Okay. As you know from a -- that we've already said that our internationalization effort has not been complete or something that we need to put a lot more focus on. But despite that, where we do see inquiries and visibility of orders coming from is in segments around renewable energy power generation both in terms of feedstock of biomass or with solid municipal waste incineration but also we see recovery. And this is -- so segments like this are very pronounced in areas like Europe, which has a very strong capital outlay towards the energy transition. Areas such as Southeast Asia, also a big focus to us given the growth that is happening in fixed capital formation there. And that would -- that is more from traditional industries as well as certain renewable energy power generation based on biomass. But for us, a great focus is going to be in Americas over the next several quarters just because our penetration level in that market has been limited. And as we look forward, the U.S. market and North America, which has, I don't know, in excess of $25 billion, $26 trillion of economic output has a huge requirement in all segments of growth. Their own push towards the Inflation Reduction Act seems to be spurring fresh capacity ordering for renewable energy power generation, which is really the product that we supply. So from a global perspective, the climate change mandate seems to be benefiting us in our segment of operation.
Right. I also wanted to understand on the order intake side, you did highlighted, we are seeing witnessing a strong inquiry pipeline across sugar that [Indiscernible] steel and cement. So any trend you are witnessing any particular pockets where we are seeing very strong relative inquiries and any pocket that with a utilizing others or something like that?
In the domestic market, what we can say is that there hasn't been a sudden spurt in ordering. And so there hasn't been a sudden growth, meaning multiple times, ordering, which we may have seen in the past. And so we see the growth in fixed capital formation to be much more sustainable way forward. large industry has not really been ordering to a larger extent. It's been more focused on small, medium enterprises. And so we see, as India has to add basic capacity from everything from steel demand, paper -- every commodity in the near future, then we will be able to sustain this growth. And I think that it's a much better thing for the industry in general, both the capital goods industry as well as the end user industries because they will have a more gradual capacity enhancement. So when we look at it, of course, in specific industries, they change from quarter-to-quarter. But in general, all sectors seem to be represented in our inquiry book.

-------------------------

TASK OBJECTIVE:
Condense the paragraph of the transcript excerpt above that begins "In the domestic market" into a short bulleted list that keeps its main facts.

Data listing
-------------------------

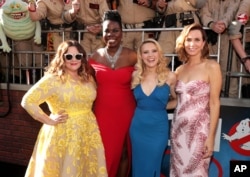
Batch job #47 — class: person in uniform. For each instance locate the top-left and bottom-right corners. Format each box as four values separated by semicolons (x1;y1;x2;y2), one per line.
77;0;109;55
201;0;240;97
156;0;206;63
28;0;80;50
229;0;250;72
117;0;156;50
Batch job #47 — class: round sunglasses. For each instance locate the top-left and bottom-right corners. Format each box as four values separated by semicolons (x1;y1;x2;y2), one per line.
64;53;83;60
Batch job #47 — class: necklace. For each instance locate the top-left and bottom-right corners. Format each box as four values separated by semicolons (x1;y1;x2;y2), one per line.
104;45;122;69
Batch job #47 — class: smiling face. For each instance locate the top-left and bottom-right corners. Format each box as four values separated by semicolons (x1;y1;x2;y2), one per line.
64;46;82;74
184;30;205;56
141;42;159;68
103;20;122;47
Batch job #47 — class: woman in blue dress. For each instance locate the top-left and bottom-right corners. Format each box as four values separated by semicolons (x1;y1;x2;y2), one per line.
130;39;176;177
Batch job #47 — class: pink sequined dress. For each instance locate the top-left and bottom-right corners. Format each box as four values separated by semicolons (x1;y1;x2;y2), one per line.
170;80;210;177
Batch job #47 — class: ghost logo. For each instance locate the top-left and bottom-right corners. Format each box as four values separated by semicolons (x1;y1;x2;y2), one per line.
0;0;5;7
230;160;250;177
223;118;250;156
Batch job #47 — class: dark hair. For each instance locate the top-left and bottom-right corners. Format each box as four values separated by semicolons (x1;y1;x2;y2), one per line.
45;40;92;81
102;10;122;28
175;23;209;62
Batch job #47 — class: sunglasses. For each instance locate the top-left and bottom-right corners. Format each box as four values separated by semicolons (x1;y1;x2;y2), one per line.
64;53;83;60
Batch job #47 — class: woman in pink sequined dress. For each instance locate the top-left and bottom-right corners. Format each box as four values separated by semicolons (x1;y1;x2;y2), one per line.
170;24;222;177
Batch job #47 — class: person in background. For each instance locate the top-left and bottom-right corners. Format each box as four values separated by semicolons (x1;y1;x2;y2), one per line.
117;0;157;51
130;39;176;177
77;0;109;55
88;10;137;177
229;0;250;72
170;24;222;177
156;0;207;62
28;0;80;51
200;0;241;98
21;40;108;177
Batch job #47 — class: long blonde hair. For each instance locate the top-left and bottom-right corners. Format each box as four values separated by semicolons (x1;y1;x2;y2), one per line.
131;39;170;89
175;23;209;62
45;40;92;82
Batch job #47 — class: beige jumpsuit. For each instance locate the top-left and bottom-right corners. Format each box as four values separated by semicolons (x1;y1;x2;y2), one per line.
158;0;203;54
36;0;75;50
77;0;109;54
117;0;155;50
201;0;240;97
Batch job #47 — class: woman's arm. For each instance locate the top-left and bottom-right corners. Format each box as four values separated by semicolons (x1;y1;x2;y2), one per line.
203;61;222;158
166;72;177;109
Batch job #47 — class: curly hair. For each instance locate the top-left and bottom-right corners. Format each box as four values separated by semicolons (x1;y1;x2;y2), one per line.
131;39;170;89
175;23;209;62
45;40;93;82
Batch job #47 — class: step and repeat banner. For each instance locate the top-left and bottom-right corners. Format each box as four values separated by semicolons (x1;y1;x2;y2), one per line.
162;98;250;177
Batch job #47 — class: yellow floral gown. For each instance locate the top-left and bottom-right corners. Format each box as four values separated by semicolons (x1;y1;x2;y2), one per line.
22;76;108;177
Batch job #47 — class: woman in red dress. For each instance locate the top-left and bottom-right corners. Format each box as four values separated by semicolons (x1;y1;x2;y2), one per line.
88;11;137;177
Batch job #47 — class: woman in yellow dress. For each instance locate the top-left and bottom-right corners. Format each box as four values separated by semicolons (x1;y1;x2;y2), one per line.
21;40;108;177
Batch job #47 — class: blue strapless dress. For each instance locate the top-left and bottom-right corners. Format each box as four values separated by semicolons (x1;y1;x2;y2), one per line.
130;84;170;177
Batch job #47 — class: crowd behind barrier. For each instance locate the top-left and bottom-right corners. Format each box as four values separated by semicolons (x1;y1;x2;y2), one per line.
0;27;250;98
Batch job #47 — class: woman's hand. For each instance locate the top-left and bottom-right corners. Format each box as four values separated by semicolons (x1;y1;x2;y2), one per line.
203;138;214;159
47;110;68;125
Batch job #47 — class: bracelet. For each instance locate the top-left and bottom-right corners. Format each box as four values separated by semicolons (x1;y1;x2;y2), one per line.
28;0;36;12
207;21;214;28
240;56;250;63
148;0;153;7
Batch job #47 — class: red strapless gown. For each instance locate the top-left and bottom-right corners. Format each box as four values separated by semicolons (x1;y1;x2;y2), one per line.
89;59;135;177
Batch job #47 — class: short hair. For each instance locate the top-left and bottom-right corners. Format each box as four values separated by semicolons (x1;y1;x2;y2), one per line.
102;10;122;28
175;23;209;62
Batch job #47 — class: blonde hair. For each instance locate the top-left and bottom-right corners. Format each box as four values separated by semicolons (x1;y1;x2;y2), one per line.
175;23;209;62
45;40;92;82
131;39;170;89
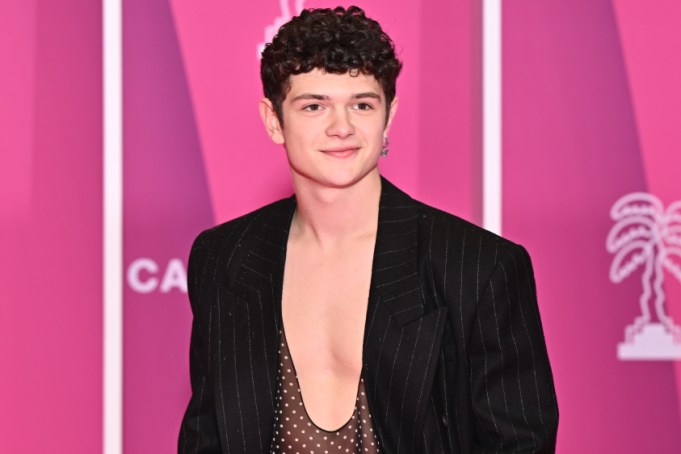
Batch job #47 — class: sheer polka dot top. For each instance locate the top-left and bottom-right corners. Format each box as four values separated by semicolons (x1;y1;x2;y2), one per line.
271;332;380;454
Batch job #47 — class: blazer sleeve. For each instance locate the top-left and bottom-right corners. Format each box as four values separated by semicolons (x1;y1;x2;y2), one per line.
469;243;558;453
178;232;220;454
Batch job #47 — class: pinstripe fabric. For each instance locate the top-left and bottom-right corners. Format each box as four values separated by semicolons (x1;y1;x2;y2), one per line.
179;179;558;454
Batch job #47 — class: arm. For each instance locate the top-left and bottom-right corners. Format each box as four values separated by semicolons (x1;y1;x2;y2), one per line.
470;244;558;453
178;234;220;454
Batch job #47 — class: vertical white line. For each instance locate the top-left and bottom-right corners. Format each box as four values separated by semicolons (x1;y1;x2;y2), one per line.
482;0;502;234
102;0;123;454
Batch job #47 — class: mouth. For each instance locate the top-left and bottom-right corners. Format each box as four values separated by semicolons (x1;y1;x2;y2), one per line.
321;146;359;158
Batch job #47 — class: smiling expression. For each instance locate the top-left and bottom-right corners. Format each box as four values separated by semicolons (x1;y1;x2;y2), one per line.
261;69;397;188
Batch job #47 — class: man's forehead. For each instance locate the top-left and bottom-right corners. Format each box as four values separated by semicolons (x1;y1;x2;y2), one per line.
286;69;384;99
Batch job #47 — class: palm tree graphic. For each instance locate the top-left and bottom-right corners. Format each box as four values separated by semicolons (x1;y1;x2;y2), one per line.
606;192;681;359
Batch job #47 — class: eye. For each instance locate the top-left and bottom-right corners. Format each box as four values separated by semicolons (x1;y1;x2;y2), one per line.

-------------------------

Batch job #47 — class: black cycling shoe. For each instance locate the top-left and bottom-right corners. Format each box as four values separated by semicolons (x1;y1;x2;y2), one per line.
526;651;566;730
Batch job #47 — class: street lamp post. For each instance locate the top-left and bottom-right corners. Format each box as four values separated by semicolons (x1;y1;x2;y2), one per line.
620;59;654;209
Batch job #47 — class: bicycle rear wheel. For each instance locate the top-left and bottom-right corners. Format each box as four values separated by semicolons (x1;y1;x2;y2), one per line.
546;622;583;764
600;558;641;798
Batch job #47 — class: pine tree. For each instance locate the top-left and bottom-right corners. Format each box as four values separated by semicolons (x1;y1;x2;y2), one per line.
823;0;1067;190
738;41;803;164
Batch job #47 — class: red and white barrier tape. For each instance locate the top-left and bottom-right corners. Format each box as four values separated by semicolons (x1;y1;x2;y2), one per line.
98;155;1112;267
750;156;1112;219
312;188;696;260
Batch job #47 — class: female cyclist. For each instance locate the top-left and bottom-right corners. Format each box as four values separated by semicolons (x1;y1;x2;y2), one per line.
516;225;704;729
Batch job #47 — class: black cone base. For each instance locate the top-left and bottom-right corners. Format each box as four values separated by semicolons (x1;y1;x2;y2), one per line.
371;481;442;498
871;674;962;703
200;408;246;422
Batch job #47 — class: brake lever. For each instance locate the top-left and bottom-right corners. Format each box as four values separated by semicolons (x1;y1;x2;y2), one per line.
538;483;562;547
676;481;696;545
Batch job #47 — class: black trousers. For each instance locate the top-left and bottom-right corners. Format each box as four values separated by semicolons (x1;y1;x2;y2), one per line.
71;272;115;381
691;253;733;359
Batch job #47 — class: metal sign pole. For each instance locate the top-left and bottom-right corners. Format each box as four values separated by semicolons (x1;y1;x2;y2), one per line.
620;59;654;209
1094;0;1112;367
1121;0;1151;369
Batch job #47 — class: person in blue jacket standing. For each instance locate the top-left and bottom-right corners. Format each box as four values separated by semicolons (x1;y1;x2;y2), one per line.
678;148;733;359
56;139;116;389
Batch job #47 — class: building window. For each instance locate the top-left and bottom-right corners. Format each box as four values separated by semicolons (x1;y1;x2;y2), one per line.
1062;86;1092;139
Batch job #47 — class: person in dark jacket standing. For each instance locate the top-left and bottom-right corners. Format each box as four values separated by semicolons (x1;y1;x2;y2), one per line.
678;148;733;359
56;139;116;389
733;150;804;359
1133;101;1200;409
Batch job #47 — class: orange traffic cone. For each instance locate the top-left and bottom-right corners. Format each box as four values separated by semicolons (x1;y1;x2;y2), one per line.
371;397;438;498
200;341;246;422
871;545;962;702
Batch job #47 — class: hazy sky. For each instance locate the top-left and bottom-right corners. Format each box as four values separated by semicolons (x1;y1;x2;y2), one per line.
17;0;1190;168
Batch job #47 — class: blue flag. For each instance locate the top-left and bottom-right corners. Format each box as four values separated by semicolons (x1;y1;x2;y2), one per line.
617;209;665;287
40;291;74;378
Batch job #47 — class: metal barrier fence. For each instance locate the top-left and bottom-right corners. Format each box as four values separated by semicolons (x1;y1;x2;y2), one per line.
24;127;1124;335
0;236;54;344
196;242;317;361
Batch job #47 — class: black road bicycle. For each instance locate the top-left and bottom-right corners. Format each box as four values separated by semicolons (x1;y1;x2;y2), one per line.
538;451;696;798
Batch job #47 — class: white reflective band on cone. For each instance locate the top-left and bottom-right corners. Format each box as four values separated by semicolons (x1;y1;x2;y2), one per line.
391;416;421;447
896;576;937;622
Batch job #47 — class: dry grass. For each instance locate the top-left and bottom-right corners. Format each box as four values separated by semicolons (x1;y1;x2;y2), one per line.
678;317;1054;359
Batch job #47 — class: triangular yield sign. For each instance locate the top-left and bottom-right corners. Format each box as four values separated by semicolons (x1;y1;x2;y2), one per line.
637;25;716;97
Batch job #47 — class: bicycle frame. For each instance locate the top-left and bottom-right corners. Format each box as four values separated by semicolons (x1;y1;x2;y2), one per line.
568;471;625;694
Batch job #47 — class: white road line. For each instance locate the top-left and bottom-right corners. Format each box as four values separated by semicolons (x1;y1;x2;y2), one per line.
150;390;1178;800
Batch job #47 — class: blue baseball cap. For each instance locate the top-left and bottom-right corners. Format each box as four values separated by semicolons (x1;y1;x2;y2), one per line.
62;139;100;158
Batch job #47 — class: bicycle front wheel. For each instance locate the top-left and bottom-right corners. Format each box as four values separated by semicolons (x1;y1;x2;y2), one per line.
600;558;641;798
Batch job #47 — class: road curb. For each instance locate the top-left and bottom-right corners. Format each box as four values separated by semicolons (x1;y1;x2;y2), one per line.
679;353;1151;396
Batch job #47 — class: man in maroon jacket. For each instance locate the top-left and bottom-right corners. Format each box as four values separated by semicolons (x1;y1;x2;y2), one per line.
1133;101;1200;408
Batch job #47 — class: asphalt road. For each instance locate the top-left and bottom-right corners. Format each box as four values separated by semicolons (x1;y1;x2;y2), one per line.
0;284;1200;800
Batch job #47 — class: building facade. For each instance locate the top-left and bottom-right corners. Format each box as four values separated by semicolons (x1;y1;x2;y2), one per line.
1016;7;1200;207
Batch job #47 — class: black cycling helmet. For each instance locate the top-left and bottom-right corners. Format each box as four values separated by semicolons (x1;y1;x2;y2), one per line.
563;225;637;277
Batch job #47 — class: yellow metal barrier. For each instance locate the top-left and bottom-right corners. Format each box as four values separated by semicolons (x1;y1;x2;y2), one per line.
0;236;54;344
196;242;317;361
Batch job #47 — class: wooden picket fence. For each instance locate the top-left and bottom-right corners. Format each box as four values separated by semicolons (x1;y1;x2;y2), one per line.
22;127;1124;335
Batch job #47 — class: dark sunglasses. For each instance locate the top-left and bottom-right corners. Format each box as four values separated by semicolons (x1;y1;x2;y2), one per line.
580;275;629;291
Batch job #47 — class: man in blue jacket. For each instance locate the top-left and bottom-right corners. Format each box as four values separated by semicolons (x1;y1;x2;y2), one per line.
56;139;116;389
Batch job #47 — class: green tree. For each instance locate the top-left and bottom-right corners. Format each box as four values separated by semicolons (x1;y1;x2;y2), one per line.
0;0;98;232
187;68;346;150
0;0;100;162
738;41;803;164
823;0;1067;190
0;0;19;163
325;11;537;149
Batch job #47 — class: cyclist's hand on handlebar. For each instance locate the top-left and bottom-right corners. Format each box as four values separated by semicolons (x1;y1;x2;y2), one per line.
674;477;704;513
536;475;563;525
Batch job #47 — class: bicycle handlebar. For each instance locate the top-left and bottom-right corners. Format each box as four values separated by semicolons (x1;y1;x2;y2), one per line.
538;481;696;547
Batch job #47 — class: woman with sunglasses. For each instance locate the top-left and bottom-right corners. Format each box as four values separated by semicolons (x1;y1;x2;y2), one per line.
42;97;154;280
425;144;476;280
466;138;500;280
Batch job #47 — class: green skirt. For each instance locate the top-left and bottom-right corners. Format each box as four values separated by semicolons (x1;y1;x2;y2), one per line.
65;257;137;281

-------------------------

ANSWER FOR THE TASK:
- Domestic ordering has not spiked suddenly or multiplied as it may have in the past, so growth in fixed capital formation looks more sustainable.
- Large industry has not ordered much. Orders have come mainly from small and medium enterprises.
- India must add basic capacity in steel, paper and every other commodity, which should sustain this growth.
- Gradual capacity enhancement is better for both the capital goods industry and end-user industries.
- Demand from specific industries changes from quarter to quarter, but all sectors appear in the inquiry book.